*** Opening of Supplied passage ***
Yeah. It's OK. It's only a title.
Obviously, there's a Red Hot Chili Peppers song with that title, but I've read that the term actually predates the song?
Yeah, [series creator] Tom Kapinos told me about this. So many people were moving to California in the 1970s that Oregon was getting some spillover, and they weren't happy about it. So the phrase was, 'Don't Californicate Oregon.' Basically, the idea was, don't let what happened to California happen here.
OK, but what does it mean in regards to the show?
Well, for me, the reason I didn't like that title was because it put the emphasis on the sex in the show. To me, that's not what it's about. It has elements that I like, but we live in a world where people make snap judgments, and I just thought people would hear "Californication" and think it's "Playboy After Dark."
It's great to see you get a chance to be funny—we saw that in some of the quirkier "X-Files" episodes, but otherwise not too much.
It's fun, but it's terrifying. With anything else, you can get a range of reactions—you're good, you're bad, you're OK, you're fantastic. With comedy, if they're not laughing, you suck. There's only one criteria. That's scary.
I have to ask the obligatory "X-Files" question. Before this interview, I read media clippings about you that have gone back six, seven years, and one of the funny patterns is that the subject of you guys making another "X-Files" movie always comes up, and your answer is always, "Yep, it's gonna happen soon, we're just about read to go." And then you skip forward a year in the clips and you're saying, "Yep, we're just about ready to go." So where does it stand now?
We're just about ready to go. [Laughs.] But I truly believe that I might be telling the truth this time.
What's different this time?
Everybody is willing to come together and to do it. People are actually working toward having a script.
Do you want to do it?
Yeah, I think the time is right. Enough time has passed for this to seem like an interesting job, rather than something I should do because it would be successful or because everyone wants me to.
Back to "Californication": one of my favorite parts of the show is your character's rocky chemistry with his ex-wife.
It's the fundamental dynamic of the show. When Tom and I were talking about this, I told him, "I love the pilot script, but what's the show?" Because there's no workplace here—this isn't an office show. It's not the bar. It's not the hospital. It's not the courtroom. So that's a lot of pressure on me to be an interesting character, especially since I'm basically doing nothing. Tom told me that the heart of the show is: What if you got it right with a woman the first time, but you screwed it up? How do you get that back? It's all about this guy getting his family back.
*** Close of Supplied passage ***
Actions to take:
[1] From the Californication interview, list the settings the show is said not to be built around.
[2] Continue the Californication interview from its final answer.
*** Opening of The data ***
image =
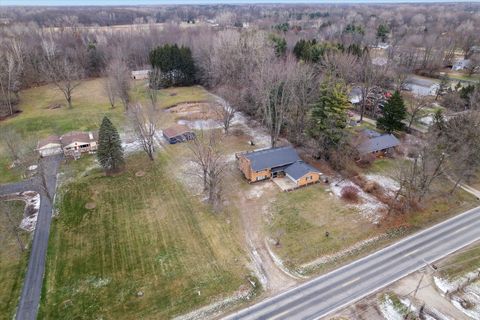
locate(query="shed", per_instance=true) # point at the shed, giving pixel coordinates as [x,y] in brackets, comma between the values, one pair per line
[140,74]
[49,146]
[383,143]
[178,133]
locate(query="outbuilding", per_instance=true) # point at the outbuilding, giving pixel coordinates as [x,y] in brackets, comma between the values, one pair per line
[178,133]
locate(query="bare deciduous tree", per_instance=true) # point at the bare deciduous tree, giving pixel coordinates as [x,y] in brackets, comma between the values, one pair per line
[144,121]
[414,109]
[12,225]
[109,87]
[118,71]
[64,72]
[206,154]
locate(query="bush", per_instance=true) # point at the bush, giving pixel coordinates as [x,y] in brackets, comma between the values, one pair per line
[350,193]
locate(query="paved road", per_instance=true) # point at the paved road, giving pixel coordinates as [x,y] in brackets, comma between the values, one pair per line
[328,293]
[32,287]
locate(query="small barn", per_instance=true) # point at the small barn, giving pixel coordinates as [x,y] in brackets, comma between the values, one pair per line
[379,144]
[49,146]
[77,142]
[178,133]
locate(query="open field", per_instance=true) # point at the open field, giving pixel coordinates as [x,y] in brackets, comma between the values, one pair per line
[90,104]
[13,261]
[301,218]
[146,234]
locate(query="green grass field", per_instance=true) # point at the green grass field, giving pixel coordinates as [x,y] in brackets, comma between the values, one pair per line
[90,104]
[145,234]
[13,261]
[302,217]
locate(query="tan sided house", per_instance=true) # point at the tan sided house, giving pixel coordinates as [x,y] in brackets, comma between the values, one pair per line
*** Close of The data ***
Responses to the tasks:
[1] office, bar, hospital, courtroom

[2]
What is wrong with Hank, from your perspective?
I think there's a lot right with him. But what's wrong with him? He's not writing—that's a big thing. There are some people in this world who have lots of talents, and then there are people who have one thing. Like, my brother became a cinematographer when he was 17. He loves it. Knew it right away. This guy is a writer and for whatever reason, he can't do it anymore. And he just hates himself, and he's terrified, so he'll do anything to distract himself from the fact that he feels like he's dying. But in terms of his honesty, his need to tell people what he really thinks—I admire that. To me, that's the most enjoyable thing to play about the guy. Tom is always saying, "This is a character who doesn't lie."
How are you in the complete candor department?
I subscribe to the saying: All truth is good, but not all truth is good to say.
You have kids, right? How old?
Eight and five.
I live in New York, and maybe this is just my anti-Los Angeles prejudice, but I always assumed it would be tough to raise kids out here. It seems like everything's more in your face in Los Angeles—wealth, fame, sex, drugs.
It is tough. And that's part of what "Californication" is all about. There's a line in one of the episodes we've filmed already where this woman is trying to get my character to go to a fund-raiser, and I say, "I'm not much one for causes." And she says, "Don't you wanna save the environment for your little girl?" And I say back to her, "I wanna save my little girl from the environment."